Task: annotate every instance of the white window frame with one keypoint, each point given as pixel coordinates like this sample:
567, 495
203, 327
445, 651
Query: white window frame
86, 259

▶ _WHAT IS ASKED_
Turn the lines above into a numbered list, leaving out any blank lines.

▶ _TASK RESPONSE_
1. Task: annotate every instance of the white window frame with one keypoint, each point given as pixel coordinates like this sample:
2. 567, 495
3. 203, 327
4. 445, 651
5. Query: white window frame
6. 86, 259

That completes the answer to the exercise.